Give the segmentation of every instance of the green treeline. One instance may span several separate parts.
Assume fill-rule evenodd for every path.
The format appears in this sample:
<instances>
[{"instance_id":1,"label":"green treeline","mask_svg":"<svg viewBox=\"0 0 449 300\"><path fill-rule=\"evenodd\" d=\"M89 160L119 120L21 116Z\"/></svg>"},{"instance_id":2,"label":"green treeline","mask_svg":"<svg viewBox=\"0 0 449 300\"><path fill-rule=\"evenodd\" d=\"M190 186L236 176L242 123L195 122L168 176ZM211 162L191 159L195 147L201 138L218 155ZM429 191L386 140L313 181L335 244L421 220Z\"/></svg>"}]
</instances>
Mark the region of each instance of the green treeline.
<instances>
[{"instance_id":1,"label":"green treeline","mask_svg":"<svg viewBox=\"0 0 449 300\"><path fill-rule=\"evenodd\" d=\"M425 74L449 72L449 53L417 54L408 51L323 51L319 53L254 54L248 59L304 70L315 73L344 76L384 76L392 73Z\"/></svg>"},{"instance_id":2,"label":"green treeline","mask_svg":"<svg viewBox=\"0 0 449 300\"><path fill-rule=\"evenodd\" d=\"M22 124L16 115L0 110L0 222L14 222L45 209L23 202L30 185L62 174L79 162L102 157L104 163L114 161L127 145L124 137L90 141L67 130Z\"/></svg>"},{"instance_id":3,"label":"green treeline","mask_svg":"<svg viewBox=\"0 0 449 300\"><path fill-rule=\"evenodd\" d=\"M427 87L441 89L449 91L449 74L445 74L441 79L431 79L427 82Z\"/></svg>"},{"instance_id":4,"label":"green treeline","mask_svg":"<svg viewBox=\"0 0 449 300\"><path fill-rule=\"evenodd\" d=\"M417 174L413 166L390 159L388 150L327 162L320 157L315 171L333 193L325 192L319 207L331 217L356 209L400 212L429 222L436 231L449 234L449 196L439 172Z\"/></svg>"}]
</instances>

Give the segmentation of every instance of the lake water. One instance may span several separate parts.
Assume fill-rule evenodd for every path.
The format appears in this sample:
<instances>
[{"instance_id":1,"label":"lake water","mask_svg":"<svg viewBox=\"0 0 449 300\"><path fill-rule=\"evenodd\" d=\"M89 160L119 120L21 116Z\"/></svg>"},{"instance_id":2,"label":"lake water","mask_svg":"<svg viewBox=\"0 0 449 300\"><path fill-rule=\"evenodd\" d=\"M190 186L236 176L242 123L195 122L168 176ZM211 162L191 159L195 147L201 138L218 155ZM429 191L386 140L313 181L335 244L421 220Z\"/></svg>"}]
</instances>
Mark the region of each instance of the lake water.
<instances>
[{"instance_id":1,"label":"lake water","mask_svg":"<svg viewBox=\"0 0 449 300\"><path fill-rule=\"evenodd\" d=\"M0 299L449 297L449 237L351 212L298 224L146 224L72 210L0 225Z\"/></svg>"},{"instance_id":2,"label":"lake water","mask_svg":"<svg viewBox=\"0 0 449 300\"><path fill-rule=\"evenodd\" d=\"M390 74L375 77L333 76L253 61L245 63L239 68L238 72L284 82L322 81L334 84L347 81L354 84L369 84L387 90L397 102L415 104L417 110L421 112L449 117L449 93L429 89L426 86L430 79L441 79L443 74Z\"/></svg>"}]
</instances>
★ ★ ★ ★ ★ ★ ★
§ **WHAT THE TASK ASKS**: Reproduce all of the data above, character for character.

§ **OUTPUT BELOW**:
Give the segmentation of every instance of the green treeline. One instance may span several separate parts.
Assume fill-rule evenodd for every path.
The format appears in this sample:
<instances>
[{"instance_id":1,"label":"green treeline","mask_svg":"<svg viewBox=\"0 0 449 300\"><path fill-rule=\"evenodd\" d=\"M89 160L119 120L21 116Z\"/></svg>"},{"instance_id":2,"label":"green treeline","mask_svg":"<svg viewBox=\"0 0 449 300\"><path fill-rule=\"evenodd\" d=\"M190 186L236 176L242 123L195 122L168 176ZM211 162L191 159L195 147L201 138L218 155ZM429 191L386 140L313 181L335 244L421 220Z\"/></svg>"}]
</instances>
Mark the region of each instance of the green treeline.
<instances>
[{"instance_id":1,"label":"green treeline","mask_svg":"<svg viewBox=\"0 0 449 300\"><path fill-rule=\"evenodd\" d=\"M425 74L449 72L449 53L417 54L408 51L323 51L319 53L254 54L248 59L304 70L315 73L344 76L384 76L392 73Z\"/></svg>"},{"instance_id":2,"label":"green treeline","mask_svg":"<svg viewBox=\"0 0 449 300\"><path fill-rule=\"evenodd\" d=\"M22 124L16 115L0 110L0 222L14 222L45 209L23 202L30 185L62 174L79 162L102 157L104 163L114 161L127 145L124 137L90 141L67 130Z\"/></svg>"},{"instance_id":3,"label":"green treeline","mask_svg":"<svg viewBox=\"0 0 449 300\"><path fill-rule=\"evenodd\" d=\"M427 87L441 89L449 91L449 74L445 74L441 79L431 79L427 82Z\"/></svg>"},{"instance_id":4,"label":"green treeline","mask_svg":"<svg viewBox=\"0 0 449 300\"><path fill-rule=\"evenodd\" d=\"M417 174L413 166L390 159L388 150L327 162L320 157L315 171L333 193L325 192L319 207L331 217L356 209L400 212L429 222L436 231L449 234L449 196L439 172Z\"/></svg>"}]
</instances>

Give the segmentation of every instance of the lake water. One instance may span several separate parts.
Assume fill-rule evenodd for every path.
The format appears in this sample:
<instances>
[{"instance_id":1,"label":"lake water","mask_svg":"<svg viewBox=\"0 0 449 300\"><path fill-rule=\"evenodd\" d=\"M89 160L119 120L21 116Z\"/></svg>"},{"instance_id":2,"label":"lake water","mask_svg":"<svg viewBox=\"0 0 449 300\"><path fill-rule=\"evenodd\" d=\"M190 186L236 176L242 123L195 122L168 176ZM211 162L191 159L195 147L201 138L218 155ZM429 191L386 140L313 181L335 244L421 220Z\"/></svg>"}]
</instances>
Mark the region of each instance of the lake water.
<instances>
[{"instance_id":1,"label":"lake water","mask_svg":"<svg viewBox=\"0 0 449 300\"><path fill-rule=\"evenodd\" d=\"M0 299L449 297L449 237L351 212L298 224L146 224L72 210L0 225Z\"/></svg>"},{"instance_id":2,"label":"lake water","mask_svg":"<svg viewBox=\"0 0 449 300\"><path fill-rule=\"evenodd\" d=\"M390 74L375 77L333 76L253 61L245 63L239 68L238 72L284 82L322 81L334 84L347 81L354 84L369 84L387 90L397 102L415 104L417 110L421 112L449 117L449 93L429 89L426 86L430 79L441 79L443 74Z\"/></svg>"}]
</instances>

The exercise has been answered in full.